Collection entries:

Content starts

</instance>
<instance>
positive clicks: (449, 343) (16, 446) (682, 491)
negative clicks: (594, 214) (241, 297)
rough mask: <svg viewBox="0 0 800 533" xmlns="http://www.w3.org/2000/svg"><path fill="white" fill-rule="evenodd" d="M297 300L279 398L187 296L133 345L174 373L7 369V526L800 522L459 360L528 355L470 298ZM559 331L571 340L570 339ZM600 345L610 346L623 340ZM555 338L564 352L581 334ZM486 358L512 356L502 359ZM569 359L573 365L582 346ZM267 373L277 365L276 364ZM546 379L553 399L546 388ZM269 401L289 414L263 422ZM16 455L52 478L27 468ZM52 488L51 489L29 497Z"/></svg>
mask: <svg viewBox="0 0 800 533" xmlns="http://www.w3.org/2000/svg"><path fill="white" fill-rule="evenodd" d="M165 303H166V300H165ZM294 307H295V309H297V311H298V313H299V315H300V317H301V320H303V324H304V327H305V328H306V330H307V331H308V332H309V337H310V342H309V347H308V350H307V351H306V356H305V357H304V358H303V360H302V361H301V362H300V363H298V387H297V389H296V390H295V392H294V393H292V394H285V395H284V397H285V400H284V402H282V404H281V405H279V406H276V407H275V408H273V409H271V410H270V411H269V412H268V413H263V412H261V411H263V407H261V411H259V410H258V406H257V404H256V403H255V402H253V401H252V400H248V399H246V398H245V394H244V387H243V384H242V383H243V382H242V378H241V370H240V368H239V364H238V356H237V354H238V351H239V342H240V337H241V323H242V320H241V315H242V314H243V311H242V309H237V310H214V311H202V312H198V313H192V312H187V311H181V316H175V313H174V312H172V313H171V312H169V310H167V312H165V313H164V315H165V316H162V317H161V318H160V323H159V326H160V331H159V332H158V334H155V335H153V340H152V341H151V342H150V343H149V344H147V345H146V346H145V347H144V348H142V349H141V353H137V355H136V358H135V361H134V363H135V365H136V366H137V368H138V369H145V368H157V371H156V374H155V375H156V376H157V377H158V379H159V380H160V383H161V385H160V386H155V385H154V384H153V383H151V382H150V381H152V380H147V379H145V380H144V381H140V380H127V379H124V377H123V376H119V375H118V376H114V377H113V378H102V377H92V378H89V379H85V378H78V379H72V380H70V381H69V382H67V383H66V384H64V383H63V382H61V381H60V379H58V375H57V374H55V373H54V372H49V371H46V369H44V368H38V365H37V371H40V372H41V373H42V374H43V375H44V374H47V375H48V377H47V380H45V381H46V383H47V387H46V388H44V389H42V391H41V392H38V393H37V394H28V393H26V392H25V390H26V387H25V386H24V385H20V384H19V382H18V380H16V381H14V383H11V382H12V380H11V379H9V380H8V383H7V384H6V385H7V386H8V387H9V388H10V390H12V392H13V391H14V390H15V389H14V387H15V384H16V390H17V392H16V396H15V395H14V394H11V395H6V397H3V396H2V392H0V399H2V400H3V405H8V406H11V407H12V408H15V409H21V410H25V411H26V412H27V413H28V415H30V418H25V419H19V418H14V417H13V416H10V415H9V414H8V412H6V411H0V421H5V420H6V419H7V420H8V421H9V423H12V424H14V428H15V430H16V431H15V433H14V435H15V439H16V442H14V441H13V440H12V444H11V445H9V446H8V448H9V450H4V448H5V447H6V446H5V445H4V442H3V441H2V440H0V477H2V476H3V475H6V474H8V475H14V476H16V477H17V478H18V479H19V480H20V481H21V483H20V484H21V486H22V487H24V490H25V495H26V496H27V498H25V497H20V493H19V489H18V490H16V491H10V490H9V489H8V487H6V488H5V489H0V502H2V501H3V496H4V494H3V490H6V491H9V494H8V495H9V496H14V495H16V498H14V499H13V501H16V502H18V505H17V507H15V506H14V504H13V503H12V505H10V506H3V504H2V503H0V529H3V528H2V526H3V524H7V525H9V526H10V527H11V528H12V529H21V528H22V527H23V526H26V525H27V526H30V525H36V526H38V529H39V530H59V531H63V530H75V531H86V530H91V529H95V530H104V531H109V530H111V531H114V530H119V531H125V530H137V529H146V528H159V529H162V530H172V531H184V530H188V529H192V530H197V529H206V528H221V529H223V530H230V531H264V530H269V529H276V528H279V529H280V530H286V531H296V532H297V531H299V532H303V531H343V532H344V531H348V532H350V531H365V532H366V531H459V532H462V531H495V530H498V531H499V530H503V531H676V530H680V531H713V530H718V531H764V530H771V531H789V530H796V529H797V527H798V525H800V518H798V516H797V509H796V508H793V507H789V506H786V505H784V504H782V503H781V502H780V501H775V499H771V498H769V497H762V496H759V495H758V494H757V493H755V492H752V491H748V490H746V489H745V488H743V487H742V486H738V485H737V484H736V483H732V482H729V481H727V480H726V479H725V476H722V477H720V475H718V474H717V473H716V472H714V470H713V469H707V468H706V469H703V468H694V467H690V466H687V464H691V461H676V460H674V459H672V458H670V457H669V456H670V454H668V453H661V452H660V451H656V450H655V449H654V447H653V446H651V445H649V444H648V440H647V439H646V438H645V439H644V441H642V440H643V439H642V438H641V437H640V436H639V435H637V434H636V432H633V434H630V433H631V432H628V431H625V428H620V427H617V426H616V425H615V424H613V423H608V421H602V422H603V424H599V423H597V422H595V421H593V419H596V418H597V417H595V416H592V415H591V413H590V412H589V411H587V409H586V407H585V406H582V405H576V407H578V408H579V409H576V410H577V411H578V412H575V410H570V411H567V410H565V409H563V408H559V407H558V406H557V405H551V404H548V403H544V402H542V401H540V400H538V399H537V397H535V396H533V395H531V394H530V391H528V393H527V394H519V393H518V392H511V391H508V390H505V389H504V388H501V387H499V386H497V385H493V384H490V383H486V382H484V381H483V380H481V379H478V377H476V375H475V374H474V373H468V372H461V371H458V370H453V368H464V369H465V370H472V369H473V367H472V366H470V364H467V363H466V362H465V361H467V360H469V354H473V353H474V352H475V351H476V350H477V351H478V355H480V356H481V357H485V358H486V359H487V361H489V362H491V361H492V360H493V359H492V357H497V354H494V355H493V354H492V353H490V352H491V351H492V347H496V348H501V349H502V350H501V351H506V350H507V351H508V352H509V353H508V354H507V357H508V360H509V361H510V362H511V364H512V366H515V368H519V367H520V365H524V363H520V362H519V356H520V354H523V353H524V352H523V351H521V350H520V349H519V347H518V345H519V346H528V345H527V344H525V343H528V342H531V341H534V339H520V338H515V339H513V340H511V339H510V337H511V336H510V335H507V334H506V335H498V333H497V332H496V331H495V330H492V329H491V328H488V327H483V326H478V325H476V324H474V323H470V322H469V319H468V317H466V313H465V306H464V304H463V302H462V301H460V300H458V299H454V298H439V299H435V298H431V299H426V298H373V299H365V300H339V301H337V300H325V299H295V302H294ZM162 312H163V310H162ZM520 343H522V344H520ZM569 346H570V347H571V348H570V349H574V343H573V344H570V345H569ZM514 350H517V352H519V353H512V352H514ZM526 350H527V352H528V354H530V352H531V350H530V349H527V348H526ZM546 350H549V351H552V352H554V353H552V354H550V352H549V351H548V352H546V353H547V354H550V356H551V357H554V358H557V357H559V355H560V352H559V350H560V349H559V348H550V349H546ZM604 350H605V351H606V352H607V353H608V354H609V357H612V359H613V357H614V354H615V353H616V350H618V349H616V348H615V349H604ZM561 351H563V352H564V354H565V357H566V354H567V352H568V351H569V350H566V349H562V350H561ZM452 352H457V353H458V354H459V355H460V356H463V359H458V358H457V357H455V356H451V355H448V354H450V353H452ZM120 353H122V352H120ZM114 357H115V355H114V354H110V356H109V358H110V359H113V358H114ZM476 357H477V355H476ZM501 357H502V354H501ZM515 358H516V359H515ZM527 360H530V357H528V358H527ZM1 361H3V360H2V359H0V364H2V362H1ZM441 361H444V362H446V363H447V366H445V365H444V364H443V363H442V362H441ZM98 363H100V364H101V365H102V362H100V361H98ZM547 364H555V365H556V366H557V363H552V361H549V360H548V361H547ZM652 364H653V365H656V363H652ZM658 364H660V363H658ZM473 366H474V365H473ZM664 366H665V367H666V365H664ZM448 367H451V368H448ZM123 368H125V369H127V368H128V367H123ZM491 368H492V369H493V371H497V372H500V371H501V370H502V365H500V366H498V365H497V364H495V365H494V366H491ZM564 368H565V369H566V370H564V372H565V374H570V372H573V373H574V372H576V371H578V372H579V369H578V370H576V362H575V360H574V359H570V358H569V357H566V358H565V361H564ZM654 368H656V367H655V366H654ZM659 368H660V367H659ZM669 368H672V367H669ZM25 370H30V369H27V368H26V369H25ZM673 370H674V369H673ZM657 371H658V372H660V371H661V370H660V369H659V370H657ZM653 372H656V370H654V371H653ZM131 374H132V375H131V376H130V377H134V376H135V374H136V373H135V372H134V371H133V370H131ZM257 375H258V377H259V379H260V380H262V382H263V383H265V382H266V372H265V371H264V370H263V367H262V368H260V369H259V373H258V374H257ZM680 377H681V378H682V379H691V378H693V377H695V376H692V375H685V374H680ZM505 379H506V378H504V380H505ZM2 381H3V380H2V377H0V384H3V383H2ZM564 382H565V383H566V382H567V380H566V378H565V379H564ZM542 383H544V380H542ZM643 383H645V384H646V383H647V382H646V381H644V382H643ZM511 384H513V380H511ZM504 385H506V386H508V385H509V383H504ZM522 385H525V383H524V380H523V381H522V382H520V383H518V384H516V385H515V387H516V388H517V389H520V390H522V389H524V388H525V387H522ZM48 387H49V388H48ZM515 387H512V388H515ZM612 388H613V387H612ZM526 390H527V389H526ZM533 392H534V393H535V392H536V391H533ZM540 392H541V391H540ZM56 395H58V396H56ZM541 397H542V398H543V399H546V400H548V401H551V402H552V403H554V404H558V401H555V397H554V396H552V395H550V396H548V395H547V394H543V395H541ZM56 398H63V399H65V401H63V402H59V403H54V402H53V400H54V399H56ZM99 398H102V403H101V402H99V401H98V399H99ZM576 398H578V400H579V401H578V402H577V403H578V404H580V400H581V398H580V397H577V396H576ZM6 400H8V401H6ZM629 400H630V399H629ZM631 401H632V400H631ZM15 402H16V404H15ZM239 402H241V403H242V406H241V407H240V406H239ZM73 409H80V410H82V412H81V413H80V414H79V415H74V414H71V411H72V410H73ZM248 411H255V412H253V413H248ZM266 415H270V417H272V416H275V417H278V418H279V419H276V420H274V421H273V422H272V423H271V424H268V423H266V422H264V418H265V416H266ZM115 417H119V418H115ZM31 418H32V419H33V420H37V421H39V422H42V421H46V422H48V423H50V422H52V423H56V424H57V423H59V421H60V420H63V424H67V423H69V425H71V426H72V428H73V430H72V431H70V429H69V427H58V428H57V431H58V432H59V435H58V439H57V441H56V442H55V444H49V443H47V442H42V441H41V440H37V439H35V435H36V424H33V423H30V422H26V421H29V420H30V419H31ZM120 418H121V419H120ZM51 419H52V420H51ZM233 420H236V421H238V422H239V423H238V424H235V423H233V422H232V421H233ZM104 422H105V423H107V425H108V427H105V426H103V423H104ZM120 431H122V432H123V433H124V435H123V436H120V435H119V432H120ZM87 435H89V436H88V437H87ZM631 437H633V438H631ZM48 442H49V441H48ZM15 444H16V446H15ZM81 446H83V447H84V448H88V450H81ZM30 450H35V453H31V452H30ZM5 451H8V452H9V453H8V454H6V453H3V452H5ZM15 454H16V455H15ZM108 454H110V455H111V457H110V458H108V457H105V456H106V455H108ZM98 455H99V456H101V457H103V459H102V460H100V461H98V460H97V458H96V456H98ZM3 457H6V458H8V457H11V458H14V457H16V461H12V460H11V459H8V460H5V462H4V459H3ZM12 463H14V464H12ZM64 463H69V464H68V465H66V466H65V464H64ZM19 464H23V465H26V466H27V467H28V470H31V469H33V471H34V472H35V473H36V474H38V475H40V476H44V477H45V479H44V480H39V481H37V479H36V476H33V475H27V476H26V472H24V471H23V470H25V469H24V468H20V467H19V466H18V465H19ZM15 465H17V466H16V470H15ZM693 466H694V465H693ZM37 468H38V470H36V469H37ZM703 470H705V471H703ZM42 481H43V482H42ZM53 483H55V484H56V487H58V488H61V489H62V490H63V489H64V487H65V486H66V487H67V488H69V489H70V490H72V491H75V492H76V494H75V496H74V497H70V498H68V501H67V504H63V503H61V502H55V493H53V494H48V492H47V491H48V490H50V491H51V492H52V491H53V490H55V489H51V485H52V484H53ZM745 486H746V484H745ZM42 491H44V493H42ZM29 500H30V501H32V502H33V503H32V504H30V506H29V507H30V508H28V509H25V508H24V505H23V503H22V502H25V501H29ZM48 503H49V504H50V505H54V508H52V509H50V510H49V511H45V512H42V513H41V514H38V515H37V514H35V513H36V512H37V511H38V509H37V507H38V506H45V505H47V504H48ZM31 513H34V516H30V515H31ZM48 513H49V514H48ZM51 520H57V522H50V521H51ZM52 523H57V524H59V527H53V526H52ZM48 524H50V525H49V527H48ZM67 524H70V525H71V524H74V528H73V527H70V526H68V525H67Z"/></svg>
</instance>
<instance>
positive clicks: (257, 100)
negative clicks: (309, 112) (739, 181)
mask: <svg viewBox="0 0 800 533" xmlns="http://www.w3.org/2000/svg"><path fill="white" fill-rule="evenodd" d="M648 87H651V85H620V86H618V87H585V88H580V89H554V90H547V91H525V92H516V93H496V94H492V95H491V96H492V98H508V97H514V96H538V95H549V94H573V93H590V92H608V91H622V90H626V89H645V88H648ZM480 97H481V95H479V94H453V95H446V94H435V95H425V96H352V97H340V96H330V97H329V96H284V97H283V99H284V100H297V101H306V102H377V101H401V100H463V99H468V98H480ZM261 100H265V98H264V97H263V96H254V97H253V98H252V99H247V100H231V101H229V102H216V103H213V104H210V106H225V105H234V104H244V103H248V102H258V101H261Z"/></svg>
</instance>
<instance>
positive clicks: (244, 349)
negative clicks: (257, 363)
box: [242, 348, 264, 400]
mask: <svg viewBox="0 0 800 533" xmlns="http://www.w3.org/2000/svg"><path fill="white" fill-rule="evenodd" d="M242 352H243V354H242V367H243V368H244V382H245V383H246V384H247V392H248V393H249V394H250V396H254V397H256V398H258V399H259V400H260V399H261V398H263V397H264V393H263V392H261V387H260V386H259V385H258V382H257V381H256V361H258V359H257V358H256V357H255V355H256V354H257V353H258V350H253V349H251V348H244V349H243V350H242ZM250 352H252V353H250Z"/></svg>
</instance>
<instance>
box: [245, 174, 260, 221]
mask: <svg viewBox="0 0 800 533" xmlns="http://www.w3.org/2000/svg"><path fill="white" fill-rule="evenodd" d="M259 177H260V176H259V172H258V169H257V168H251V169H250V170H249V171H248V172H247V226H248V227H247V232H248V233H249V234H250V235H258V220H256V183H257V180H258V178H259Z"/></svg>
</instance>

Content ends

» **PROBLEM TO SOLVE**
Convert the records into a Markdown table with the columns Row and Line, starting at the first line of the records and ending at the line containing "rough mask: <svg". Give one numbered row per line and leave out any blank lines.

» **ANSWER TO THIS TASK**
| Row | Line |
|---|---|
| 1 | </instance> |
| 2 | <instance> |
| 3 | positive clicks: (449, 343) (16, 446) (682, 491) |
| 4 | negative clicks: (594, 214) (241, 297) |
| 5 | rough mask: <svg viewBox="0 0 800 533" xmlns="http://www.w3.org/2000/svg"><path fill="white" fill-rule="evenodd" d="M297 300L279 398L187 296L133 345L174 373L7 369V526L800 522L459 360L528 355L470 298ZM559 331L571 340L570 339ZM600 345L610 346L623 340ZM555 338L564 352L581 334ZM486 358L512 356L502 359ZM569 359L573 365L582 346ZM267 373L277 365L276 364ZM546 379L553 399L546 388ZM269 401L289 414L263 422ZM16 455L52 478L27 468ZM52 488L51 489L29 497Z"/></svg> |